Set task> Convert every line of the entries below into a JSON list of strings, one string per line, with blank lines omitted. Leave out the pictures.
BEGIN
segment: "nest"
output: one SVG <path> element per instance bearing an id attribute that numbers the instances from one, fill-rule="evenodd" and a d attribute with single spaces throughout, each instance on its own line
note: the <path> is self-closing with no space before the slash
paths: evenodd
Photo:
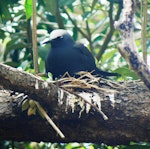
<path id="1" fill-rule="evenodd" d="M 123 86 L 111 80 L 94 76 L 90 72 L 81 71 L 77 75 L 79 77 L 74 78 L 66 73 L 60 79 L 54 81 L 54 84 L 78 98 L 78 105 L 82 109 L 80 113 L 83 110 L 88 113 L 92 108 L 99 112 L 104 120 L 107 120 L 108 117 L 101 110 L 101 102 L 109 100 L 114 107 L 115 94 L 118 93 L 117 89 Z M 76 103 L 75 98 L 69 98 L 67 107 L 71 106 L 72 111 L 74 111 Z"/>

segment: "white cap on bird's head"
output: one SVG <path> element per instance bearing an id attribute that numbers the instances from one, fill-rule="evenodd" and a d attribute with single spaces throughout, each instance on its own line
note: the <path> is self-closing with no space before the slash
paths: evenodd
<path id="1" fill-rule="evenodd" d="M 53 40 L 53 39 L 56 39 L 58 37 L 63 37 L 64 35 L 66 35 L 69 33 L 64 30 L 64 29 L 56 29 L 56 30 L 53 30 L 51 33 L 50 33 L 50 40 Z"/>

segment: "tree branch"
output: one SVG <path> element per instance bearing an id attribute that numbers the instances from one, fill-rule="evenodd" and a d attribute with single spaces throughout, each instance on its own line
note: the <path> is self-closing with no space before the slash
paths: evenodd
<path id="1" fill-rule="evenodd" d="M 0 85 L 12 90 L 0 90 L 0 139 L 113 145 L 150 141 L 150 92 L 142 82 L 117 83 L 100 79 L 98 88 L 93 84 L 94 78 L 88 81 L 91 85 L 84 81 L 81 84 L 70 81 L 67 90 L 65 81 L 49 83 L 0 64 Z M 108 120 L 76 94 L 101 108 Z M 65 139 L 62 140 L 38 114 L 28 117 L 22 112 L 24 99 L 37 100 L 62 130 Z"/>

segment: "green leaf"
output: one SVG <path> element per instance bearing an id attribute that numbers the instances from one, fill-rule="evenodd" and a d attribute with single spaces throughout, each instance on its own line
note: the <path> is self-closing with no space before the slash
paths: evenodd
<path id="1" fill-rule="evenodd" d="M 59 6 L 67 6 L 67 5 L 72 5 L 73 2 L 76 0 L 59 0 Z"/>
<path id="2" fill-rule="evenodd" d="M 25 0 L 24 3 L 26 18 L 29 19 L 32 16 L 32 0 Z"/>
<path id="3" fill-rule="evenodd" d="M 51 12 L 52 15 L 56 15 L 57 12 L 57 0 L 44 0 L 46 10 Z"/>
<path id="4" fill-rule="evenodd" d="M 8 9 L 8 3 L 7 1 L 0 0 L 0 15 L 2 19 L 10 20 L 11 14 Z"/>
<path id="5" fill-rule="evenodd" d="M 105 52 L 101 59 L 101 65 L 103 65 L 108 59 L 111 59 L 115 55 L 116 52 L 117 52 L 117 49 L 111 50 L 109 52 Z"/>

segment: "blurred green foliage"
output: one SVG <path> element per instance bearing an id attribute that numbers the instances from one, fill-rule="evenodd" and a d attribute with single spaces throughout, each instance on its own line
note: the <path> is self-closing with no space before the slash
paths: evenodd
<path id="1" fill-rule="evenodd" d="M 136 42 L 141 51 L 140 4 L 137 4 Z M 44 61 L 50 48 L 50 45 L 42 44 L 43 41 L 49 38 L 53 29 L 65 28 L 76 41 L 88 46 L 97 58 L 98 67 L 122 74 L 120 79 L 137 79 L 117 49 L 121 40 L 113 24 L 121 11 L 121 0 L 38 0 L 40 72 L 45 71 Z M 29 72 L 33 69 L 31 16 L 32 0 L 0 0 L 0 61 Z M 149 33 L 149 24 L 147 28 Z M 150 49 L 149 44 L 147 46 Z"/>
<path id="2" fill-rule="evenodd" d="M 150 1 L 148 1 L 150 3 Z M 148 5 L 148 8 L 150 5 Z M 135 37 L 141 52 L 140 1 L 135 8 Z M 44 61 L 50 45 L 42 44 L 49 33 L 56 28 L 65 28 L 76 41 L 88 46 L 97 58 L 98 67 L 122 74 L 120 79 L 138 79 L 117 50 L 120 35 L 113 24 L 120 17 L 122 0 L 38 0 L 37 41 L 40 72 L 45 71 Z M 150 11 L 148 11 L 150 15 Z M 32 0 L 0 0 L 0 62 L 33 72 L 32 58 Z M 147 37 L 150 37 L 148 18 Z M 148 62 L 150 62 L 150 41 L 147 41 Z M 0 148 L 11 148 L 9 141 L 0 142 Z M 15 143 L 15 148 L 26 149 L 148 149 L 147 144 L 111 147 L 96 144 L 51 144 Z M 21 146 L 21 147 L 20 147 Z"/>

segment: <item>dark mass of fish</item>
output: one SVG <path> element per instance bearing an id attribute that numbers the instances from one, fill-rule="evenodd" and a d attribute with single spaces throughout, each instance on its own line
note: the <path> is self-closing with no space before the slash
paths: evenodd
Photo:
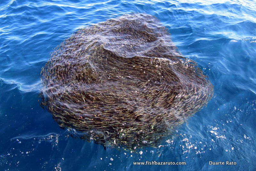
<path id="1" fill-rule="evenodd" d="M 80 29 L 42 69 L 42 105 L 105 146 L 154 146 L 205 105 L 213 86 L 157 19 L 126 14 Z"/>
END
Exercise output>
[
  "segment: \"nest\"",
  "output: one SVG <path> element per instance bearing an id attribute that numbers the instances from one, fill-rule=\"evenodd\" and a d attribute with single spaces throughout, each instance on its own line",
  "note: the <path> is self-closing with no space before the slash",
  "paths: evenodd",
  "Photo:",
  "<path id=\"1\" fill-rule=\"evenodd\" d=\"M 123 86 L 111 80 L 94 76 L 90 72 L 81 71 L 77 75 L 79 77 L 74 78 L 66 73 L 60 79 L 54 81 L 54 84 L 78 98 L 78 105 L 82 109 L 80 113 L 83 110 L 88 113 L 92 108 L 99 112 L 104 120 L 107 120 L 108 117 L 101 110 L 101 102 L 109 100 L 114 107 L 115 94 L 118 93 L 117 89 Z M 76 103 L 75 98 L 69 98 L 67 107 L 71 106 L 72 111 L 74 111 Z\"/>",
  "segment: \"white cap on bird's head\"",
  "output: one SVG <path> element per instance bearing an id attribute that numbers the instances from one, fill-rule=\"evenodd\" and a d attribute with single spaces throughout, each instance on its own line",
  "note: the <path> is self-closing with no space before the slash",
  "paths: evenodd",
  "<path id=\"1\" fill-rule=\"evenodd\" d=\"M 53 40 L 53 39 L 56 39 L 58 37 L 63 37 L 64 35 L 66 35 L 69 33 L 64 30 L 64 29 L 56 29 L 56 30 L 53 30 L 51 33 L 50 33 L 50 40 Z\"/>",
  "segment: \"tree branch\"",
  "output: one SVG <path> element per instance bearing an id attribute that numbers the instances from one, fill-rule=\"evenodd\" and a d attribute with single spaces throughout, each instance on its own line",
  "note: the <path> is self-closing with no space before the slash",
  "paths: evenodd",
  "<path id=\"1\" fill-rule=\"evenodd\" d=\"M 0 85 L 12 90 L 0 90 L 0 139 L 113 145 L 150 141 L 150 92 L 142 82 L 117 83 L 100 79 L 98 88 L 93 84 L 94 78 L 88 81 L 91 85 L 84 81 L 81 84 L 70 81 L 67 90 L 65 81 L 49 83 L 0 64 Z M 108 120 L 76 94 L 101 108 Z M 65 139 L 62 140 L 38 114 L 28 117 L 22 112 L 24 99 L 37 100 L 62 130 Z\"/>",
  "segment: \"green leaf\"",
  "output: one SVG <path> element per instance bearing an id attribute that numbers the instances from one, fill-rule=\"evenodd\" and a d attribute with single spaces throughout, each instance on its own line",
  "note: the <path> is self-closing with no space before the slash",
  "paths: evenodd",
  "<path id=\"1\" fill-rule=\"evenodd\" d=\"M 59 6 L 67 6 L 67 5 L 72 5 L 73 2 L 76 0 L 59 0 Z\"/>",
  "<path id=\"2\" fill-rule=\"evenodd\" d=\"M 25 0 L 24 3 L 26 18 L 29 19 L 32 16 L 32 0 Z\"/>",
  "<path id=\"3\" fill-rule=\"evenodd\" d=\"M 51 12 L 52 15 L 56 15 L 57 12 L 57 0 L 44 0 L 46 10 Z\"/>",
  "<path id=\"4\" fill-rule=\"evenodd\" d=\"M 8 9 L 8 3 L 7 1 L 0 0 L 0 15 L 2 19 L 10 20 L 11 14 Z\"/>",
  "<path id=\"5\" fill-rule=\"evenodd\" d=\"M 105 52 L 101 59 L 101 65 L 103 65 L 108 59 L 111 59 L 115 55 L 116 52 L 117 52 L 117 49 L 111 50 L 109 52 Z\"/>",
  "segment: \"blurred green foliage\"",
  "output: one SVG <path> element per instance bearing an id attribute that numbers the instances from one, fill-rule=\"evenodd\" and a d attribute with single spaces throughout, each instance on its own line",
  "note: the <path> is self-closing with no space before the slash",
  "paths: evenodd",
  "<path id=\"1\" fill-rule=\"evenodd\" d=\"M 136 42 L 141 51 L 140 4 L 137 4 Z M 44 61 L 50 48 L 50 45 L 42 44 L 43 41 L 49 38 L 53 29 L 65 28 L 76 41 L 88 46 L 97 58 L 98 67 L 122 74 L 120 79 L 137 79 L 117 49 L 121 40 L 113 24 L 121 11 L 121 0 L 38 0 L 40 72 L 45 71 Z M 29 72 L 33 69 L 31 16 L 32 0 L 0 0 L 0 61 Z M 149 33 L 149 24 L 147 28 Z M 150 49 L 149 44 L 147 46 Z\"/>",
  "<path id=\"2\" fill-rule=\"evenodd\" d=\"M 150 1 L 148 1 L 150 3 Z M 148 5 L 148 8 L 150 5 Z M 135 37 L 141 52 L 140 1 L 135 8 Z M 44 61 L 50 45 L 42 44 L 49 33 L 56 28 L 65 28 L 76 41 L 88 46 L 97 58 L 98 67 L 122 74 L 120 79 L 138 79 L 117 50 L 120 35 L 113 24 L 120 17 L 122 0 L 38 0 L 37 41 L 40 72 L 45 71 Z M 150 11 L 148 11 L 150 15 Z M 32 0 L 0 0 L 0 62 L 33 72 L 32 58 Z M 147 37 L 150 37 L 148 18 Z M 148 62 L 150 62 L 150 41 L 147 41 Z M 0 148 L 11 148 L 9 141 L 0 142 Z M 15 143 L 15 148 L 26 149 L 148 149 L 147 144 L 111 147 L 96 144 L 51 144 Z M 21 146 L 21 147 L 20 147 Z\"/>",
  "segment: <item>dark mass of fish</item>",
  "output: one SVG <path> element per instance bearing an id attribute that numbers the instances from one, fill-rule=\"evenodd\" and a d attribute with single spaces throughout, each instance on its own line",
  "note: the <path> is self-closing with no space before the slash",
  "paths: evenodd",
  "Photo:",
  "<path id=\"1\" fill-rule=\"evenodd\" d=\"M 80 29 L 42 69 L 42 105 L 105 146 L 154 146 L 205 105 L 213 86 L 157 19 L 126 14 Z\"/>"
]